Point localization data:
——————————

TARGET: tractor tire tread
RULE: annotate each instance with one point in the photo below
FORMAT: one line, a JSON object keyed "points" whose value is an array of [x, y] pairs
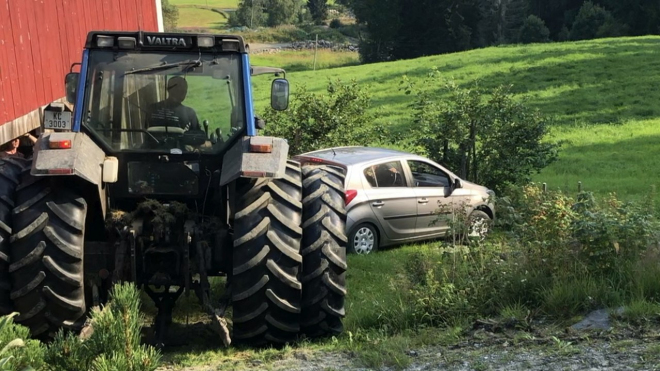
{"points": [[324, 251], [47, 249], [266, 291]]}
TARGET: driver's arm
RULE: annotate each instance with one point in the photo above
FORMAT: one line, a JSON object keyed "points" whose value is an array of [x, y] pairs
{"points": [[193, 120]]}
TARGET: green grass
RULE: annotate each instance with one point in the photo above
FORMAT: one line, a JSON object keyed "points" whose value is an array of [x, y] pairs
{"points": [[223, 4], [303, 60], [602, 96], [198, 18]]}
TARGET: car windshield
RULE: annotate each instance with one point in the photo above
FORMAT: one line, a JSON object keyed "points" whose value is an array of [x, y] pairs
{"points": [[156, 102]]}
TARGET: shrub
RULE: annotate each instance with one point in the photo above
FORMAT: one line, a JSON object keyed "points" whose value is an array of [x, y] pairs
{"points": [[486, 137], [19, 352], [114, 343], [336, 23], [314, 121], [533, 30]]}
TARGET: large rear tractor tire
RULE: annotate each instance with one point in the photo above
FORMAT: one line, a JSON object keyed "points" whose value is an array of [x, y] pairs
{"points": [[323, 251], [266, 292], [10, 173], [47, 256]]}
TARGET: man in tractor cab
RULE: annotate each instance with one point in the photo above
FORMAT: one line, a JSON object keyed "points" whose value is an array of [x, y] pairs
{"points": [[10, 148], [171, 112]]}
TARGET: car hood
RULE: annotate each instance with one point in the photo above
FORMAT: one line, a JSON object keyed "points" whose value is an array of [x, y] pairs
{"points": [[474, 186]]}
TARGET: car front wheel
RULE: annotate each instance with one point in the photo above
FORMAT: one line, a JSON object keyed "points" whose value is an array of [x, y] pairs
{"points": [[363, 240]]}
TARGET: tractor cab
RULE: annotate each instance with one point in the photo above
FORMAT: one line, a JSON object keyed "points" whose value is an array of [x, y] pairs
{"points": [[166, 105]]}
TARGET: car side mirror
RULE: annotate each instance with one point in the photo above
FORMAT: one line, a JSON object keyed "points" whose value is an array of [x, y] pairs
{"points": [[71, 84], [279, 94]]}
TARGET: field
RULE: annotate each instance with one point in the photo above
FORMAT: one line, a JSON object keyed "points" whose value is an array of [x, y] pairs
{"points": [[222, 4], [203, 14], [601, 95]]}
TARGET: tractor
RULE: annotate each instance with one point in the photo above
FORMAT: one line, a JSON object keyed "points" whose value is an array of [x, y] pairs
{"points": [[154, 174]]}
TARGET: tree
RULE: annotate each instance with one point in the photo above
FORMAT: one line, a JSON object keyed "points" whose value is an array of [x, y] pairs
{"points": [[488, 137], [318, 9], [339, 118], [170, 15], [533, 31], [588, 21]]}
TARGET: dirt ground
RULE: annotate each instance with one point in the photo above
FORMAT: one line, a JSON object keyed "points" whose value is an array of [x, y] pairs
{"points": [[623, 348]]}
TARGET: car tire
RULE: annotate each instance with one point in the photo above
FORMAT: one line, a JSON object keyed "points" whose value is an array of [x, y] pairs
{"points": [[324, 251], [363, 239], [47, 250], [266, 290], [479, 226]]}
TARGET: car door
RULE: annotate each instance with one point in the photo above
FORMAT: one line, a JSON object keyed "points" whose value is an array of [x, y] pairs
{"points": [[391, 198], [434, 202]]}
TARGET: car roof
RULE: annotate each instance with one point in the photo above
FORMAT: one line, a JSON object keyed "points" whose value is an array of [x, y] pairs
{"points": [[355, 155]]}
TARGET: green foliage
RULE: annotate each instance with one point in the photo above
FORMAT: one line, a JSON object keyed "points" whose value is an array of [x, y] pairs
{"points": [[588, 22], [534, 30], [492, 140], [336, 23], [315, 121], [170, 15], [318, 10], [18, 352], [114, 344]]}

——————————

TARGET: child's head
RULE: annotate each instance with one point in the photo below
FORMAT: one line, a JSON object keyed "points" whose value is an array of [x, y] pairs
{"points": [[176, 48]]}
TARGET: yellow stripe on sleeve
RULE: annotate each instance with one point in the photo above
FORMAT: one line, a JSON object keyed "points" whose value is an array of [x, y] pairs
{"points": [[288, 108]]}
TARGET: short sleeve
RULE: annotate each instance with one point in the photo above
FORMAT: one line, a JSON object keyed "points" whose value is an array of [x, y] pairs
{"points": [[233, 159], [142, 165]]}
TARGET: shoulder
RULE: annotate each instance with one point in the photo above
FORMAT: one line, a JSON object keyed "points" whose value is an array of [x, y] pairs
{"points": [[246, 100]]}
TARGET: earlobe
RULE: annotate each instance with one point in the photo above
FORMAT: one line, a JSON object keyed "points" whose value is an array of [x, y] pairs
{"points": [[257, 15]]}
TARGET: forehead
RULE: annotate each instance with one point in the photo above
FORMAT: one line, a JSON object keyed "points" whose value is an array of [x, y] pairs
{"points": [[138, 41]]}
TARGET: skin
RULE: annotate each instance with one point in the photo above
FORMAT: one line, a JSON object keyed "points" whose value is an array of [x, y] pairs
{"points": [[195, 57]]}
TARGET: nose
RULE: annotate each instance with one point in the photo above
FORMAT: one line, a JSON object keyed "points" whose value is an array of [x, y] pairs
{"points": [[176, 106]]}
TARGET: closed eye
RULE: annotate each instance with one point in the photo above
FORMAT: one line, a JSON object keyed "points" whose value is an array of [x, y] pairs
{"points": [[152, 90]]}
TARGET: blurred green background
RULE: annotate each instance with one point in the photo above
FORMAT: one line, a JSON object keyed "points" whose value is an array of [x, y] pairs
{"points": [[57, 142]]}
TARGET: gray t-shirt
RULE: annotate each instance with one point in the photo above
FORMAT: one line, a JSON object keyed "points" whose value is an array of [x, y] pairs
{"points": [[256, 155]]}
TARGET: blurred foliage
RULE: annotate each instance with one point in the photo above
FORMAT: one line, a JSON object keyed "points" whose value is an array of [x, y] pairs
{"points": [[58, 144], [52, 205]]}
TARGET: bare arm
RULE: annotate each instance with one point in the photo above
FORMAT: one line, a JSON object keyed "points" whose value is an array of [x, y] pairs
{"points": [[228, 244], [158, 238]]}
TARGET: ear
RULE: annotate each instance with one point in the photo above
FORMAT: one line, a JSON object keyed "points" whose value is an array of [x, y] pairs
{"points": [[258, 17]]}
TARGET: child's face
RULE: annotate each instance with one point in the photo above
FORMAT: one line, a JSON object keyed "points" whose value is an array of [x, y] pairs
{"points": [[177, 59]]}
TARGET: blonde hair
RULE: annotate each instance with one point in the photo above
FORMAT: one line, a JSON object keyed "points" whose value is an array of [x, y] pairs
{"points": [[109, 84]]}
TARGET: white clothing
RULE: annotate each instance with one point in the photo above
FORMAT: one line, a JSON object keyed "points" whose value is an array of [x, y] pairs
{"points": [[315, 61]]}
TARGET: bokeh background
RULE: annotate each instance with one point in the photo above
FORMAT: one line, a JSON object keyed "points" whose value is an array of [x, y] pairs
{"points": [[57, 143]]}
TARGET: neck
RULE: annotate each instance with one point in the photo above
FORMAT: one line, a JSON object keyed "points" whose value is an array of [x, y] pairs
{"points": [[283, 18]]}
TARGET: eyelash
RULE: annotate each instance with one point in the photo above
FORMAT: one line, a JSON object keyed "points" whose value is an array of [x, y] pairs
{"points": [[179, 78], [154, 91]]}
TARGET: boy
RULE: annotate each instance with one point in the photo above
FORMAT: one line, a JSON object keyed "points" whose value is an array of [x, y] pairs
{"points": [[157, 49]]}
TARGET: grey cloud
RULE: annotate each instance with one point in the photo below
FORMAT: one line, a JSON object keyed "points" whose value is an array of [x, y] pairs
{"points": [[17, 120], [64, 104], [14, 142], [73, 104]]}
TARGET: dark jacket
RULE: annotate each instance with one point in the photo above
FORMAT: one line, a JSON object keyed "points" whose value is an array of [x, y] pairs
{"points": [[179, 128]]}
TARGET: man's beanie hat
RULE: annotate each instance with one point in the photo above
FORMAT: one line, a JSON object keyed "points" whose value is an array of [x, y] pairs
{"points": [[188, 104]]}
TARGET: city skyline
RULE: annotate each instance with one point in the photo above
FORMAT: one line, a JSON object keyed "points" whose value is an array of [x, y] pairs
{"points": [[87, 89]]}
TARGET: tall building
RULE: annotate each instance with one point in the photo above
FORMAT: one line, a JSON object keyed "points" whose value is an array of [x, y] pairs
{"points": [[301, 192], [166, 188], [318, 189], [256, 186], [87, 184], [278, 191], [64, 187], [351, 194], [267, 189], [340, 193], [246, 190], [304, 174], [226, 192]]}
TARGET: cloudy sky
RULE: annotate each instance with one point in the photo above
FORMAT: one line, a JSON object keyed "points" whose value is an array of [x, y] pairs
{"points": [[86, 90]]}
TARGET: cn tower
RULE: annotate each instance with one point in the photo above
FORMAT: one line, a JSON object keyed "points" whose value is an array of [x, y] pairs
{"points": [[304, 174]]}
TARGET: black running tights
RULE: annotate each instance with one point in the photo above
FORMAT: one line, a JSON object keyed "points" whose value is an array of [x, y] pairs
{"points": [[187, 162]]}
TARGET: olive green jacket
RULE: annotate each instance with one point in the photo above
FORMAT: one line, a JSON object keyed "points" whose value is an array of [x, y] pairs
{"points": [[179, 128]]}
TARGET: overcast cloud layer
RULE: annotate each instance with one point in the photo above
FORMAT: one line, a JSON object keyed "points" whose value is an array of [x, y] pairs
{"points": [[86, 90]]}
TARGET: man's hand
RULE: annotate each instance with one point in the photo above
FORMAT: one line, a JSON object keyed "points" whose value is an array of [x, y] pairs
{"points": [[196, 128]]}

——————————

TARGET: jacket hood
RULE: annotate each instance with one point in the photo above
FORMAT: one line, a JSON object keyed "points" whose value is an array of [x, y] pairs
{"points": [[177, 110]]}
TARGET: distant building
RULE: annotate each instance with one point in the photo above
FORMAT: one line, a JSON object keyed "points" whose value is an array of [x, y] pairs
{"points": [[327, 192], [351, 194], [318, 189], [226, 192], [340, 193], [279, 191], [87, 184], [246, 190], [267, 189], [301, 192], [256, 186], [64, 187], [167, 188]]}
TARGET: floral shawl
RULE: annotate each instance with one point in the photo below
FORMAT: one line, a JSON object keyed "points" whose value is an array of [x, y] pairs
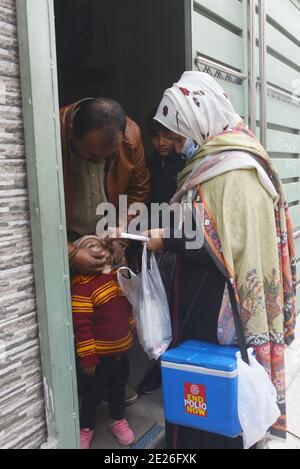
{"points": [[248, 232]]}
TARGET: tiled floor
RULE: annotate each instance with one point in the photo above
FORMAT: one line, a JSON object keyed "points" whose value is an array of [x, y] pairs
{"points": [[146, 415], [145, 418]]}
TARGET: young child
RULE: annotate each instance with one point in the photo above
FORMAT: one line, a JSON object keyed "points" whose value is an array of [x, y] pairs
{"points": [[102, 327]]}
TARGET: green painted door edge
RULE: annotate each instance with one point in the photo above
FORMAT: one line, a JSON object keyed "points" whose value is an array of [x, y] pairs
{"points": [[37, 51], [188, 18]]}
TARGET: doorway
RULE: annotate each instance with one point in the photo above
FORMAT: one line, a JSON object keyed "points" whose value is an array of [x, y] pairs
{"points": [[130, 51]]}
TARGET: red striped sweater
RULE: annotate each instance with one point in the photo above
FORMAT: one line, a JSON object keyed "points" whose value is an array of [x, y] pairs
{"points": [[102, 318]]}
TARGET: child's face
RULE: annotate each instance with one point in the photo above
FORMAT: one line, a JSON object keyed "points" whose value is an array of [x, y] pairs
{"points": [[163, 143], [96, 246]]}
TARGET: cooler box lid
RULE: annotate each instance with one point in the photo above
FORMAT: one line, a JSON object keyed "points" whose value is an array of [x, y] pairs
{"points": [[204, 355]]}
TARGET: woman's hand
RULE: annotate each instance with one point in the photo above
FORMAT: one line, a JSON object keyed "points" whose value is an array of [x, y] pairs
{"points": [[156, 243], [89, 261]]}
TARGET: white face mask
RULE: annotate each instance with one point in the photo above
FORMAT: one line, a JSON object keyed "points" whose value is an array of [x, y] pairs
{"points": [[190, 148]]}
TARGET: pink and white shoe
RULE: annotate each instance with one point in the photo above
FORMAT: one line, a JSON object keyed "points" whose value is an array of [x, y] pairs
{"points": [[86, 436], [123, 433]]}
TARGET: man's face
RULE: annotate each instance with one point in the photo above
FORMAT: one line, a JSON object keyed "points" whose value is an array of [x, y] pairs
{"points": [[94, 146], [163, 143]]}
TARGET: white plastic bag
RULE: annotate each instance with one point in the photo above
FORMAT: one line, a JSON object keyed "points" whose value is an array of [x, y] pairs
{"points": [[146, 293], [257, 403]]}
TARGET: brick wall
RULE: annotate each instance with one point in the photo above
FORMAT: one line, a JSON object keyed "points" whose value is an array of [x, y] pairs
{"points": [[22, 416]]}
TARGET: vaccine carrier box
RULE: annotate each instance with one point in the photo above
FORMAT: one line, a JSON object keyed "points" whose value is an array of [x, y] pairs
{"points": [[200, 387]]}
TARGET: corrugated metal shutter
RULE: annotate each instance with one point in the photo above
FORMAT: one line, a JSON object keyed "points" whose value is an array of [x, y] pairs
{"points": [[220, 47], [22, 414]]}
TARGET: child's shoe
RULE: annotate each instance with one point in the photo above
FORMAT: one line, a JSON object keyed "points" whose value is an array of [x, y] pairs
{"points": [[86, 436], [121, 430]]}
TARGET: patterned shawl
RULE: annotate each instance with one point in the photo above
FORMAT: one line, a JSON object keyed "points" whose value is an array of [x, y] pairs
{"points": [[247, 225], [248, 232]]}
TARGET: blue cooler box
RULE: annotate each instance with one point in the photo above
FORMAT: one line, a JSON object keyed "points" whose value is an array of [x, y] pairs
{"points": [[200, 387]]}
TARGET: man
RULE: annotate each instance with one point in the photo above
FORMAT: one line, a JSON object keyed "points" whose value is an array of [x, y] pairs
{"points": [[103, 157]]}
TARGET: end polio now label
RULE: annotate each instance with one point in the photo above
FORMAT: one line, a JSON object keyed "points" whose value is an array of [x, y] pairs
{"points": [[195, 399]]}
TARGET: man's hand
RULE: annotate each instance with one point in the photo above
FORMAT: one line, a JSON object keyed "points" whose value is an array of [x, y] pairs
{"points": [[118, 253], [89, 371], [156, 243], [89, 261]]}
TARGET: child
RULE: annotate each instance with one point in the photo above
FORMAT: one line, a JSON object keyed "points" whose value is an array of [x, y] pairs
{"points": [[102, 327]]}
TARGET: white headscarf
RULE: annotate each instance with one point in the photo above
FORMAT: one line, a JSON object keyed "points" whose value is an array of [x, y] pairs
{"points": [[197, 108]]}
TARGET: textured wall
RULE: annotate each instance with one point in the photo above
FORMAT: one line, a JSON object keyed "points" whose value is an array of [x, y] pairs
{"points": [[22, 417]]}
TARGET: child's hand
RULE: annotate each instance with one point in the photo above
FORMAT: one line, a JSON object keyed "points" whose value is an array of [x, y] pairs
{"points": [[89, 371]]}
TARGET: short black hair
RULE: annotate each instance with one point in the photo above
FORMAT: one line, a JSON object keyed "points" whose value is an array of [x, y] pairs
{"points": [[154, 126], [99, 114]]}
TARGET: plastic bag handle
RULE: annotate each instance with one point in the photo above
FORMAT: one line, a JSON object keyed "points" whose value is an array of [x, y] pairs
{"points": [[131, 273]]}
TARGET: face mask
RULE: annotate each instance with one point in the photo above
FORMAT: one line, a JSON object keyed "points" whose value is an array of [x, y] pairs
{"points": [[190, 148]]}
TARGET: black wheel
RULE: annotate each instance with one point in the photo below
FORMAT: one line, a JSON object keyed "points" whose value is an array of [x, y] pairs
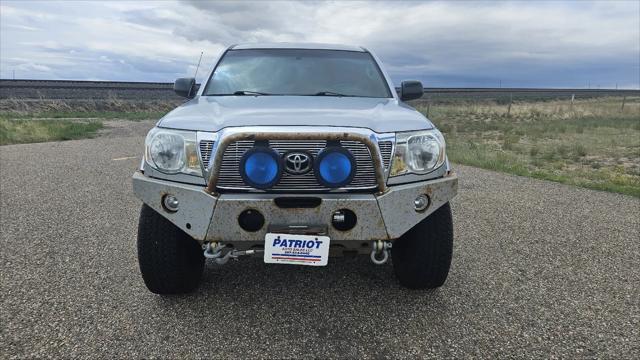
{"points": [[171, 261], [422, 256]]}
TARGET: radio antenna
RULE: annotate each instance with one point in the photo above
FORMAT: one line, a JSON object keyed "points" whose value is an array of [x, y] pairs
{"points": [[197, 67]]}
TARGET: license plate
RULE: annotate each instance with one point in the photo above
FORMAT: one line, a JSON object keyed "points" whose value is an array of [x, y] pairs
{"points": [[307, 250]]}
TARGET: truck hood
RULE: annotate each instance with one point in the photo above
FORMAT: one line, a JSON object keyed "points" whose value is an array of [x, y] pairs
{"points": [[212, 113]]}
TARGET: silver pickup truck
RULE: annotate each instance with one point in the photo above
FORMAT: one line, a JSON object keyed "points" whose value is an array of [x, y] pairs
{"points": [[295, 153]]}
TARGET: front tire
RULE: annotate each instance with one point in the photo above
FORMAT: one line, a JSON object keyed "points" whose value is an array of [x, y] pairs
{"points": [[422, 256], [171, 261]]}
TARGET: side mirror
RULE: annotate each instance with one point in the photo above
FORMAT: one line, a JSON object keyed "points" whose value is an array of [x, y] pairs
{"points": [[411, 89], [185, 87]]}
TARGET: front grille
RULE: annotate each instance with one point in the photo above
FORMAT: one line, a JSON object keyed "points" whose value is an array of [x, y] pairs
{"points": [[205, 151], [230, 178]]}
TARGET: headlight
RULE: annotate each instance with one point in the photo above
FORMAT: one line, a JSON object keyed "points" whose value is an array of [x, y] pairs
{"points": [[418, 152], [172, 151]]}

——————————

## AIM OF THE EXERCISE
Only the lines above starting with the one with "TARGET: nose" and going through the one with "TARGET: closed eye" are to be copied, word for word and with both ends kept.

## RESPONSE AREA
TARGET: nose
RULE: annotate each instance with one point in the photo above
FORMAT: one line, a JSON object keyed "points" whose value is an array of [x, y] pairs
{"points": [[176, 106]]}
TARGET: closed eye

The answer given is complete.